Tasks to carry out:
1. According to the news report on the Gaza war, why are Gazans using battery-powered radio sets? Answer in one to three sentences.
2. In the news report on the Gaza war, transcribe everything from "One of the last" down to "of the war.".
3. In the news report on the Gaza war, how many Israeli hostages were freed in the November truce, and for how many Palestinian prisoners?

Extract to read:
|---|

Axios also reported Tuesday that Israel had offered to pause the fighting in Gaza for at least one week in exchange for more than three dozen hostages held by Hamas.

The war began when Hamas militants burst out of Gaza on October 7, killing around 1,140 people in Israel, mostly civilians, and abducting about 250, according to the latest Israeli figures.

Vowing to destroy Hamas, Israel began a campaign of bombardment, alongside a ground invasion, that Gaza's Hamas-run health ministry says has killed 19,667 people, mostly women and children.

Qatar, backed by Egypt and the United States, helped broker a week-long truce and hostage-prisoner swap in November in which 80 Israeli hostages were freed in exchange for 240 Palestinian prisoners.

'On the brink'

The UN Security Council was set to vote Wednesday on a resolution calling for a pause in the conflict, three diplomatic sources told AFP, after two previous votes were delayed as members wrangled over wording.

The latest version of the text calls for the "suspension" of hostilities, the sources said.

The US vetoed a previous ceasefire resolution in the council, sparking condemnation by Palestinian and humanitarian groups, which urged more action to help civilians caught in the conflict.

The UN estimates 1.9 million of Gaza's 2.4 million residents have been displaced and concerns are growing about the limited ability of aid groups to help.

"Amid displacement at an unimaginable scale and active hostilities, the humanitarian response system is on the brink," said Tor Wennesland, the UN's special coordinator for the Middle East peace process.

Young Gazans are facing a perilous winter, with the UN children's agency warning that "child deaths due to disease could surpass those killed in bombardments".

One of the last remaining hospitals in northern Gaza, Al-Ahli, stopped operating after it was stormed and "put out of action" by Israeli forces, its director Fadel Naim told AFP.

Homes have been destroyed, forcing many into overcrowded shelters as they struggle to find cooking fuel, food, water and medical care.

With power and communication often cut, Gazans are returning to time-worn traditions including using battery-powered radio sets to get news of the war.

"Here in Gaza, we're moving backwards," said Salah Zorob, 37, outside his tent. "They're going to take us back to the Stone Age."

|---|

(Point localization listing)
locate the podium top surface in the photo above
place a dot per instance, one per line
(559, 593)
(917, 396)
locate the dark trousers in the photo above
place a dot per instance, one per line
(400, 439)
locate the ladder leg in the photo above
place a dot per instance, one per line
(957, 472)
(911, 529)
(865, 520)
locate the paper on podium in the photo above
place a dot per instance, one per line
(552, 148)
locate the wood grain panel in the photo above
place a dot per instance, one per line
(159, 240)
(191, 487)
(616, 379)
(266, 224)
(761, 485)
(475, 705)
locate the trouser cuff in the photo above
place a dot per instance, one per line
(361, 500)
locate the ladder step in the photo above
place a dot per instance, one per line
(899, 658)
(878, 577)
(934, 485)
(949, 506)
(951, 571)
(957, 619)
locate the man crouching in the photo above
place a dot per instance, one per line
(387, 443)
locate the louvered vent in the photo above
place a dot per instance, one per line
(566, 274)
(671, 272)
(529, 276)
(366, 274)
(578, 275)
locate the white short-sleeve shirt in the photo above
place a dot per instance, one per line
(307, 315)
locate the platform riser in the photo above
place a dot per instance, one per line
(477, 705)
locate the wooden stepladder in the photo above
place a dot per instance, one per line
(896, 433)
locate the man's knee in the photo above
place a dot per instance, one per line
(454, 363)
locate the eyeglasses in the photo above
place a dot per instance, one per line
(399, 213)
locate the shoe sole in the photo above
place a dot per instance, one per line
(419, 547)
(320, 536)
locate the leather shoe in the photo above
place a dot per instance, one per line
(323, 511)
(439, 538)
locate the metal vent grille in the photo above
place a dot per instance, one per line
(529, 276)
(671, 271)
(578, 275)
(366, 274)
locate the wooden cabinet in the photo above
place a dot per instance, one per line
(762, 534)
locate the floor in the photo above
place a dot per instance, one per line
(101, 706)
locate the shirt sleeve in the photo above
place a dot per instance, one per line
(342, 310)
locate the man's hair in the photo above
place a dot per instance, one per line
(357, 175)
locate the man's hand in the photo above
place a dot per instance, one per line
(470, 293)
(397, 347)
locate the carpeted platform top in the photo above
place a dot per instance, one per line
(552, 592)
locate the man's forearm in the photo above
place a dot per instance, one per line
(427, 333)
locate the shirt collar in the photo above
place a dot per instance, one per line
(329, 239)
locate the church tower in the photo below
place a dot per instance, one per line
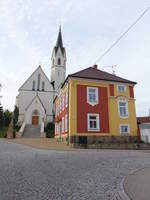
(58, 68)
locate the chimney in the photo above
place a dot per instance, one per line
(95, 66)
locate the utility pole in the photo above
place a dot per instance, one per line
(113, 68)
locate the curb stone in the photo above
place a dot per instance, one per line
(122, 192)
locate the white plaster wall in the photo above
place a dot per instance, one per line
(29, 113)
(58, 72)
(28, 84)
(26, 96)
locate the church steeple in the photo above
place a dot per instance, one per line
(59, 42)
(58, 68)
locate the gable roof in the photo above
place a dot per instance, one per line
(96, 74)
(39, 67)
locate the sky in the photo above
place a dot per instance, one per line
(29, 29)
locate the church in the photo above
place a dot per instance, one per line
(36, 95)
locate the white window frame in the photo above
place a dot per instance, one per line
(124, 133)
(63, 102)
(127, 109)
(96, 94)
(66, 123)
(66, 99)
(97, 122)
(121, 91)
(62, 125)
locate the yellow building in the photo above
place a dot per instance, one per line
(94, 105)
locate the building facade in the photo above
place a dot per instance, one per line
(93, 104)
(36, 95)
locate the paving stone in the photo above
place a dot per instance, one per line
(32, 174)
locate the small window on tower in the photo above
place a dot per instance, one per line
(59, 61)
(43, 86)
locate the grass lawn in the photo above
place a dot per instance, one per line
(3, 132)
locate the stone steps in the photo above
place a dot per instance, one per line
(31, 131)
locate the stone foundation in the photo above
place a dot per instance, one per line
(123, 142)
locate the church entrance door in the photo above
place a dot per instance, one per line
(35, 120)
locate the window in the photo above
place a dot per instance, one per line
(124, 129)
(66, 123)
(93, 122)
(33, 85)
(63, 102)
(92, 95)
(59, 61)
(123, 108)
(62, 125)
(121, 88)
(38, 85)
(66, 99)
(60, 106)
(43, 85)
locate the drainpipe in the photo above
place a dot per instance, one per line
(53, 85)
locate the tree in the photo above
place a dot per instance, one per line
(15, 115)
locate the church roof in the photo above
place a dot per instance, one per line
(96, 74)
(36, 96)
(59, 42)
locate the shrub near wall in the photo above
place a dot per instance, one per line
(50, 130)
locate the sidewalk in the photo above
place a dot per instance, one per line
(42, 143)
(137, 185)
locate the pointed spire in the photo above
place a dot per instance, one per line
(59, 42)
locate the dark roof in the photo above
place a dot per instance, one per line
(59, 42)
(96, 74)
(141, 120)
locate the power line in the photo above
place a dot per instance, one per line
(123, 34)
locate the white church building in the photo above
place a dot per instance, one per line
(36, 95)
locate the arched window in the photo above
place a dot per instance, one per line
(59, 61)
(38, 85)
(33, 85)
(43, 86)
(35, 112)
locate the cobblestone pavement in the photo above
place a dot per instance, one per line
(32, 174)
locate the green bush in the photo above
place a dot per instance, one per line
(50, 130)
(3, 132)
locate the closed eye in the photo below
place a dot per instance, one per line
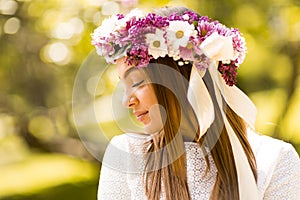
(138, 84)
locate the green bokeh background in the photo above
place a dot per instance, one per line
(43, 45)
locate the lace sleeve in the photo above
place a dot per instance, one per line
(285, 181)
(113, 180)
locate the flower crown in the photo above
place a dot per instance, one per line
(187, 37)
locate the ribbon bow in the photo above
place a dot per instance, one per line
(220, 48)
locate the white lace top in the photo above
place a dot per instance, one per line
(278, 167)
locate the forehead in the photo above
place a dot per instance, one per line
(122, 67)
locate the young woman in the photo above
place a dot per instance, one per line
(179, 70)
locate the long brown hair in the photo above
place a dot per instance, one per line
(165, 171)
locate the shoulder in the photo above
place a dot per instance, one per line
(278, 165)
(129, 142)
(271, 150)
(262, 144)
(124, 152)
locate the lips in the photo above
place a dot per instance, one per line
(140, 115)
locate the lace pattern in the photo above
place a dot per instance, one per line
(121, 173)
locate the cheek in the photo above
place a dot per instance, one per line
(146, 96)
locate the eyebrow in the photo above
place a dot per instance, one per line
(128, 71)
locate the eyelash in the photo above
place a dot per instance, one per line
(137, 84)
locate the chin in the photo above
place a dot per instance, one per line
(152, 128)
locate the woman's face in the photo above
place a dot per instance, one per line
(139, 96)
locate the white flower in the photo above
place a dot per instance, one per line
(178, 34)
(157, 44)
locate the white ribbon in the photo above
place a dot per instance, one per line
(218, 48)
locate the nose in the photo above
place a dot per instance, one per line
(130, 101)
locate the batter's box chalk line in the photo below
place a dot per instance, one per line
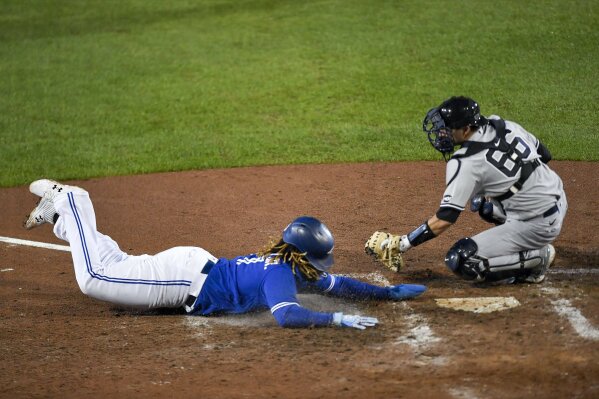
(564, 308)
(479, 304)
(18, 241)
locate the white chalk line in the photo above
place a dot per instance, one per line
(17, 241)
(564, 308)
(419, 336)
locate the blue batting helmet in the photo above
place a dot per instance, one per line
(311, 236)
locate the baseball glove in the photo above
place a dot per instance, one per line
(384, 247)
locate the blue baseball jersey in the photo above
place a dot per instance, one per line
(250, 283)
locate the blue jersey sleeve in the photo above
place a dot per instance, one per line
(280, 294)
(347, 287)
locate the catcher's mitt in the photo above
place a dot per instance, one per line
(389, 255)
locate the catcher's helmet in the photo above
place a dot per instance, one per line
(453, 113)
(311, 236)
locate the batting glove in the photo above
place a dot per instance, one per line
(404, 243)
(405, 291)
(359, 322)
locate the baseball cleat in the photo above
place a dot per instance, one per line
(39, 187)
(538, 275)
(43, 213)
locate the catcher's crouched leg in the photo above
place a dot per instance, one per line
(460, 260)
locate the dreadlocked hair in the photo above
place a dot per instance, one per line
(281, 251)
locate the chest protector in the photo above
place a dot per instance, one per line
(500, 144)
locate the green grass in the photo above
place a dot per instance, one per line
(96, 88)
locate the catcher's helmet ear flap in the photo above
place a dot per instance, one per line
(311, 236)
(458, 112)
(458, 259)
(453, 113)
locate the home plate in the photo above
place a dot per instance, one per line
(479, 305)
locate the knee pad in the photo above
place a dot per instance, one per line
(461, 260)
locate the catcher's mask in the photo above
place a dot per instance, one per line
(311, 236)
(454, 113)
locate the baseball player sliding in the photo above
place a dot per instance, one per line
(501, 169)
(193, 279)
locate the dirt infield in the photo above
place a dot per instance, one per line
(55, 342)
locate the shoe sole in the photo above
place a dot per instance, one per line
(39, 187)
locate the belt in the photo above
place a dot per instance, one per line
(191, 299)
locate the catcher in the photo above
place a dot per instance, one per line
(192, 279)
(501, 170)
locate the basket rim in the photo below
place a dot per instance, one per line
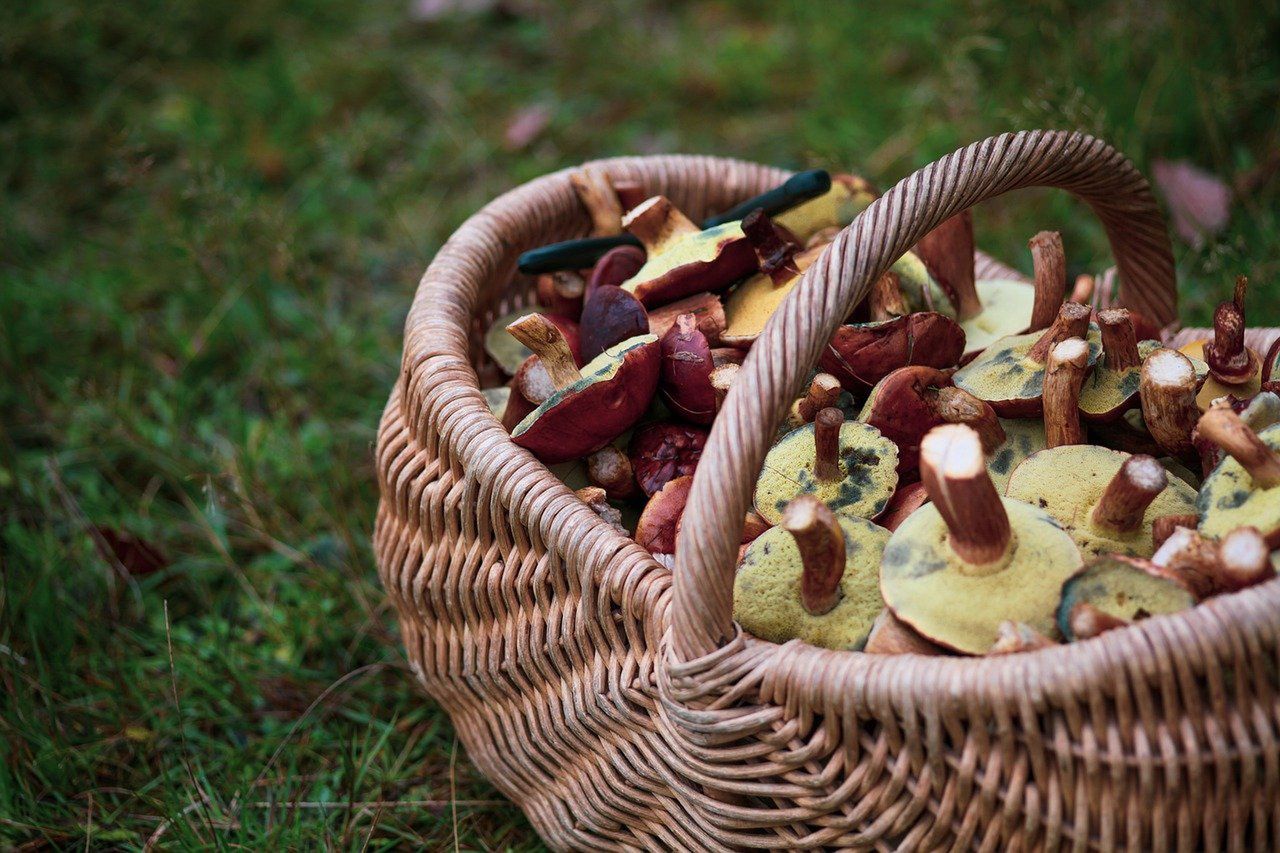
(440, 383)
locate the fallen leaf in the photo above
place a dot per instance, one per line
(1198, 201)
(526, 126)
(137, 555)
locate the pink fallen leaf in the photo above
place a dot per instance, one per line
(526, 126)
(1198, 201)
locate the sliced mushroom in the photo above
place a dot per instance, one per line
(1010, 373)
(585, 413)
(849, 466)
(813, 578)
(662, 451)
(1124, 588)
(1244, 488)
(1106, 500)
(970, 560)
(681, 258)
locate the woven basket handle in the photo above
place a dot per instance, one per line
(789, 347)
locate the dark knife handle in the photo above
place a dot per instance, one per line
(577, 254)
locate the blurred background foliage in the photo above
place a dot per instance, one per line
(214, 217)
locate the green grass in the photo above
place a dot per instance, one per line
(213, 222)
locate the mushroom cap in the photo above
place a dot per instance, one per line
(922, 583)
(754, 301)
(1006, 309)
(867, 459)
(508, 354)
(612, 395)
(1023, 437)
(1125, 588)
(767, 589)
(1066, 482)
(707, 260)
(1212, 387)
(1229, 498)
(848, 196)
(862, 354)
(1106, 392)
(1009, 379)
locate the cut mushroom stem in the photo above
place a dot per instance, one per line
(1063, 381)
(1123, 505)
(1168, 391)
(886, 299)
(1088, 621)
(947, 251)
(1014, 637)
(1223, 427)
(657, 222)
(823, 393)
(959, 406)
(597, 194)
(1072, 322)
(775, 254)
(1164, 527)
(548, 343)
(1119, 340)
(1226, 355)
(822, 551)
(1050, 264)
(826, 441)
(954, 471)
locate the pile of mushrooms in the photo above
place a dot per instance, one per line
(976, 468)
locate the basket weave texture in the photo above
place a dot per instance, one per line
(621, 707)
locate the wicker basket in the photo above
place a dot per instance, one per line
(621, 707)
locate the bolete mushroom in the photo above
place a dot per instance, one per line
(1233, 368)
(1121, 587)
(970, 560)
(849, 195)
(662, 451)
(508, 354)
(1244, 488)
(589, 407)
(1106, 500)
(812, 578)
(1010, 373)
(684, 259)
(849, 466)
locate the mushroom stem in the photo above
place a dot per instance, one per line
(886, 297)
(1083, 290)
(775, 255)
(1168, 392)
(1087, 621)
(548, 343)
(891, 635)
(656, 222)
(955, 474)
(1050, 264)
(1013, 638)
(1226, 355)
(823, 393)
(1072, 322)
(1124, 502)
(1223, 427)
(1119, 340)
(1063, 379)
(598, 196)
(1164, 527)
(947, 251)
(822, 551)
(959, 406)
(826, 445)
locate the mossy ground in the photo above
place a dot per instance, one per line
(213, 220)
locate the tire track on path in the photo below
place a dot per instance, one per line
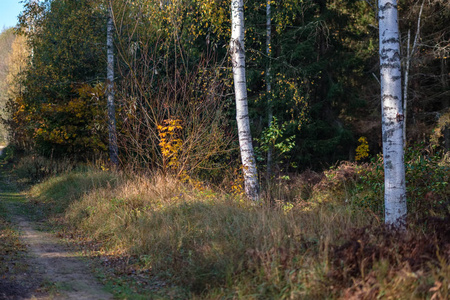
(49, 260)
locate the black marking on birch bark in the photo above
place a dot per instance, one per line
(389, 165)
(391, 97)
(391, 40)
(390, 65)
(388, 5)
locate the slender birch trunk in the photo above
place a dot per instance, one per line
(240, 87)
(269, 84)
(392, 114)
(409, 55)
(113, 149)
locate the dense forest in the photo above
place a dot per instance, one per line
(145, 97)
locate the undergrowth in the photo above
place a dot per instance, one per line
(159, 237)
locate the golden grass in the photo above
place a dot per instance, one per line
(217, 246)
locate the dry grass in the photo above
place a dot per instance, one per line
(212, 245)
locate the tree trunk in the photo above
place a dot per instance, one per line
(269, 86)
(113, 149)
(392, 114)
(240, 87)
(409, 55)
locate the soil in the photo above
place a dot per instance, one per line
(43, 266)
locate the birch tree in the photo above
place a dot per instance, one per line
(269, 84)
(392, 113)
(240, 87)
(113, 149)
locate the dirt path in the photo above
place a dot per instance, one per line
(50, 270)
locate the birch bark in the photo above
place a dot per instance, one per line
(240, 88)
(113, 149)
(392, 114)
(269, 84)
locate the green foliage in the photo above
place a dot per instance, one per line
(427, 177)
(273, 136)
(61, 110)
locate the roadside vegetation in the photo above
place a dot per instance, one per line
(323, 236)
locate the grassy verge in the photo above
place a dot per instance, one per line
(157, 237)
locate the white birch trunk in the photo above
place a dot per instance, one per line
(392, 114)
(269, 85)
(405, 88)
(240, 87)
(113, 149)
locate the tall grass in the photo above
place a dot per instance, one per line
(213, 245)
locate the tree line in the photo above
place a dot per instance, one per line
(191, 87)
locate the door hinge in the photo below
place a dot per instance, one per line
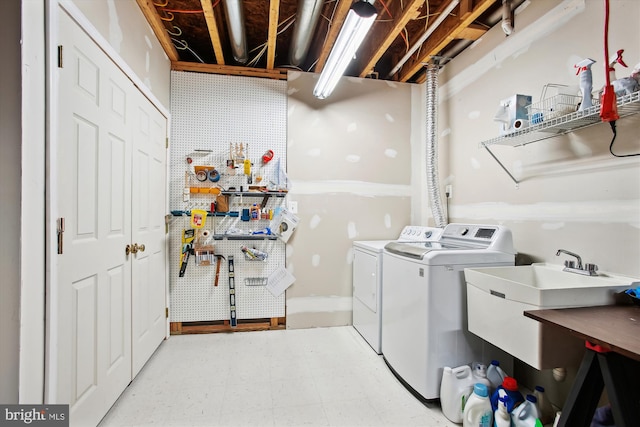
(60, 230)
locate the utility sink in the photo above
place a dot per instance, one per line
(498, 296)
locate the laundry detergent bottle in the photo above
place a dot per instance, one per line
(526, 414)
(479, 371)
(477, 411)
(544, 406)
(455, 388)
(501, 417)
(514, 397)
(495, 374)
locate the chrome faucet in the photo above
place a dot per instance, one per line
(570, 266)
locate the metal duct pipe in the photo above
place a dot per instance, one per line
(307, 18)
(433, 185)
(237, 36)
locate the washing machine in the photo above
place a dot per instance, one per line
(367, 280)
(424, 323)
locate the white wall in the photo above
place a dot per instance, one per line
(123, 25)
(10, 173)
(351, 160)
(574, 194)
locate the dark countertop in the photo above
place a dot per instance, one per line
(613, 327)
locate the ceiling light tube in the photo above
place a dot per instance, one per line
(425, 36)
(359, 20)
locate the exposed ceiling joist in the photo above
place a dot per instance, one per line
(210, 17)
(393, 28)
(195, 32)
(448, 31)
(231, 70)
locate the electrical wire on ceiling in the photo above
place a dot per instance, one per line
(404, 33)
(183, 45)
(609, 112)
(263, 47)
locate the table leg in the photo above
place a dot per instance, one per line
(618, 372)
(585, 394)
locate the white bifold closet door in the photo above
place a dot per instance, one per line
(108, 306)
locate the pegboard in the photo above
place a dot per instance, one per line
(210, 116)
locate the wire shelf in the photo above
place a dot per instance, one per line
(550, 127)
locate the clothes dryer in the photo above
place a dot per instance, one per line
(367, 280)
(424, 324)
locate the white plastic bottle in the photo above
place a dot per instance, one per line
(477, 411)
(479, 371)
(495, 374)
(501, 417)
(544, 406)
(455, 388)
(526, 414)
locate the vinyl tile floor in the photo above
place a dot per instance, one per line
(302, 377)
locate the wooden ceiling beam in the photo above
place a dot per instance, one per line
(449, 30)
(473, 32)
(274, 15)
(229, 70)
(151, 14)
(377, 46)
(340, 14)
(214, 34)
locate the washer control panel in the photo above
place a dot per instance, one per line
(417, 233)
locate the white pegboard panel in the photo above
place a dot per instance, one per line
(211, 112)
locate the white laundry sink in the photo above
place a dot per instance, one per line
(498, 296)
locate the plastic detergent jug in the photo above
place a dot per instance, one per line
(477, 410)
(479, 371)
(526, 414)
(495, 374)
(544, 406)
(510, 386)
(455, 388)
(501, 417)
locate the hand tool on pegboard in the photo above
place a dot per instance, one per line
(218, 262)
(232, 293)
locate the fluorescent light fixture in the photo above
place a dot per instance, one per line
(359, 20)
(426, 35)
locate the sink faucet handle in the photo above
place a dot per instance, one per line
(576, 256)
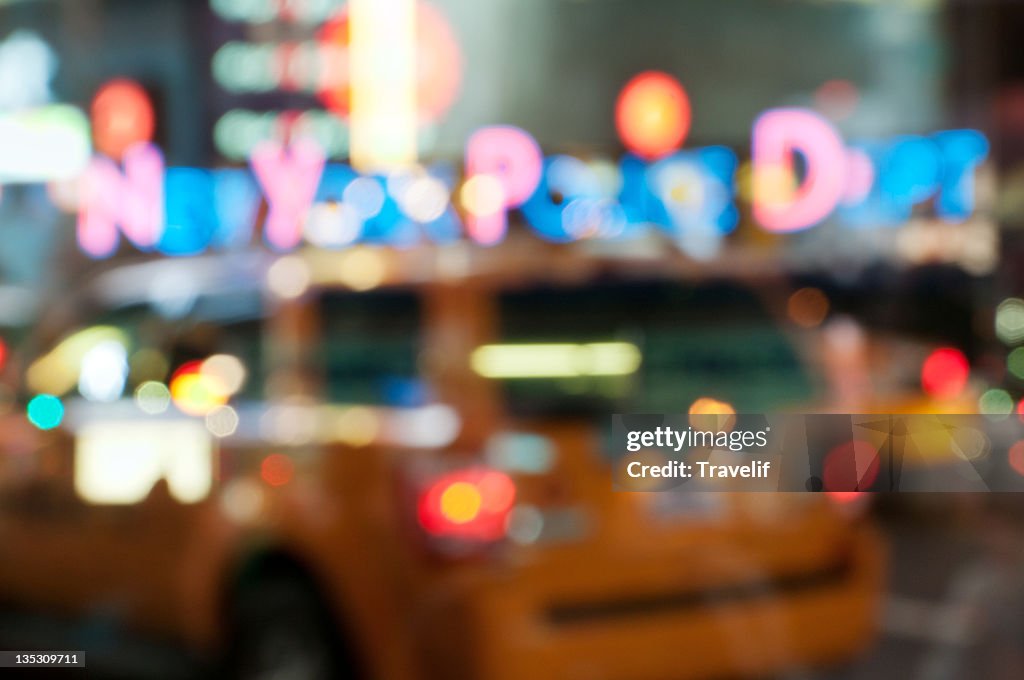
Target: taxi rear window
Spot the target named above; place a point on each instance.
(370, 346)
(712, 339)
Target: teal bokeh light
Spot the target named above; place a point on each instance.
(45, 412)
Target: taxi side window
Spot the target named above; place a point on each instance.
(160, 345)
(370, 346)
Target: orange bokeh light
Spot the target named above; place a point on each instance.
(652, 115)
(122, 116)
(195, 392)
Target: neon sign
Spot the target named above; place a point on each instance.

|---|

Solutions to each task:
1. Gazans are using battery-powered radio sets to get news of the war because power and communication are often cut.

2.
One of the last remaining hospitals in northern Gaza, Al-Ahli, stopped operating after it was stormed and "put out of action" by Israeli forces, its director Fadel Naim told AFP.

Homes have been destroyed, forcing many into overcrowded shelters as they struggle to find cooking fuel, food, water and medical care.

With power and communication often cut, Gazans are returning to time-worn traditions including using battery-powered radio sets to get news of the war.

3. Eighty Israeli hostages were freed in exchange for 240 Palestinian prisoners.